● JOB
Please render every line of the listing below as a numbered list, leaving out any blank lines.

** Start MATERIAL FOR THIS TASK **

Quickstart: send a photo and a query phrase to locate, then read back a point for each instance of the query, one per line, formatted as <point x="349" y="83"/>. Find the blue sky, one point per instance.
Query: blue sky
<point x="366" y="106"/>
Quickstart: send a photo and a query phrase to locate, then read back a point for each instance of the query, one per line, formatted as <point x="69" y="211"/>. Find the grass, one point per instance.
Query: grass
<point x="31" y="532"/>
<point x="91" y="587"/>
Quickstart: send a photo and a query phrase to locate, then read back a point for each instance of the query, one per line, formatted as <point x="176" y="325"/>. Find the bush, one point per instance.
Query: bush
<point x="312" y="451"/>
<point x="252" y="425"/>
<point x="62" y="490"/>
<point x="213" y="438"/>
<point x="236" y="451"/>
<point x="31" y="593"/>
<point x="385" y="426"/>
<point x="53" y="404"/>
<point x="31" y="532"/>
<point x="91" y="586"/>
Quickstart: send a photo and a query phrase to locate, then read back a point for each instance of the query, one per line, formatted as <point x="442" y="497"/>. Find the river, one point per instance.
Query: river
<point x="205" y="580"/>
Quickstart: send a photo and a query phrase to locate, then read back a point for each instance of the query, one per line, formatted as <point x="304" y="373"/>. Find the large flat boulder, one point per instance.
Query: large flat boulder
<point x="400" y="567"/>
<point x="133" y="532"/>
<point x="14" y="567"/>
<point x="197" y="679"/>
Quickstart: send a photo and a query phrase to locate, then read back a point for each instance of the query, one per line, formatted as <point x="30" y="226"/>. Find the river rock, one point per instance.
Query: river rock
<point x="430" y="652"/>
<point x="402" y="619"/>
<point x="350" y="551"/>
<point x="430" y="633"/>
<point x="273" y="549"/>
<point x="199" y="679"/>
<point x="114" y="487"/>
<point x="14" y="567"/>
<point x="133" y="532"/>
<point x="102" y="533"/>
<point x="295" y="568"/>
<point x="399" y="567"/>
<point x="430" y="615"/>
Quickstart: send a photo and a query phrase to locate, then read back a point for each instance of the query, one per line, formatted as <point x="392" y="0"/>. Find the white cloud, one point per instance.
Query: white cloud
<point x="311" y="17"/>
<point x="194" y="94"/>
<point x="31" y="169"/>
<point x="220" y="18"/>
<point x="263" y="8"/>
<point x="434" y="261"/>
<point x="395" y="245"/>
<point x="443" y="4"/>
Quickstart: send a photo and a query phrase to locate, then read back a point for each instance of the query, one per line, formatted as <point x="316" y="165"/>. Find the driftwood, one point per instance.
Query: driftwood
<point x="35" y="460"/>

** End MATERIAL FOR THIS TASK **

● TASK ANSWER
1. Quickstart: send a photo and a query phrase to locate, then read back a point for each instance of the query, one per line, formatted as <point x="349" y="83"/>. Find the blue sky, one point per instance.
2. Query: blue sky
3. <point x="366" y="106"/>
4. Quickstart: send a photo and a query phrase to locate, then read back a point for each instance of the query, one per line, formatted as <point x="69" y="211"/>. Find the grass, one point per instance.
5. Query: grass
6. <point x="31" y="532"/>
7. <point x="91" y="587"/>
8. Quickstart: send a photo and a query phrase to locate, then read back a point for each instance of the query, one per line, formatted as <point x="176" y="325"/>. Find the bush, one point per instance.
9. Query: bush
10. <point x="312" y="451"/>
11. <point x="252" y="425"/>
12. <point x="62" y="490"/>
13. <point x="213" y="438"/>
14. <point x="236" y="451"/>
15. <point x="31" y="593"/>
16. <point x="385" y="426"/>
17. <point x="53" y="404"/>
18. <point x="31" y="532"/>
19. <point x="91" y="586"/>
20. Quickstart: send a photo and a query phrase to locate, then read back a point for each instance of the query, one per line, formatted as <point x="442" y="497"/>. Find the river, one point per instance.
21. Query: river
22. <point x="205" y="580"/>
23. Quickstart: send a photo and a query phrase to locate, then read back a point for each instance of the query, one per line, formatted as <point x="304" y="373"/>. Find the large flat boulder, one point per instance.
24. Query: large flat boulder
25. <point x="400" y="567"/>
26. <point x="133" y="532"/>
27. <point x="14" y="567"/>
28. <point x="197" y="679"/>
29. Quickstart: send a photo and a query phrase to locate, then read back a point for each instance of the query, one per line, formatted as <point x="30" y="226"/>. Find the river rock, one point per instance.
30. Query: river rock
31. <point x="430" y="652"/>
32. <point x="402" y="619"/>
33. <point x="350" y="551"/>
34. <point x="430" y="633"/>
35. <point x="273" y="549"/>
36. <point x="199" y="679"/>
37. <point x="114" y="487"/>
38. <point x="14" y="567"/>
39. <point x="133" y="532"/>
40. <point x="102" y="533"/>
41. <point x="295" y="568"/>
42. <point x="399" y="567"/>
43. <point x="430" y="615"/>
44. Quickstart: send a photo and a query phrase to locate, then read back a point for each instance of the query, one per line, formatted as <point x="392" y="0"/>. Find the white cloud, one point per instance.
45. Query: white cloud
46. <point x="311" y="17"/>
47. <point x="194" y="94"/>
48. <point x="31" y="169"/>
49. <point x="220" y="18"/>
50. <point x="263" y="8"/>
51. <point x="434" y="261"/>
52. <point x="395" y="245"/>
53. <point x="443" y="4"/>
54. Quickstart: send a photo and a query phrase to locate, then read back a point for each instance of the query, one per line, formatted as <point x="316" y="165"/>. Find the driftwood, one point per instance.
55. Query: driftwood
56. <point x="35" y="460"/>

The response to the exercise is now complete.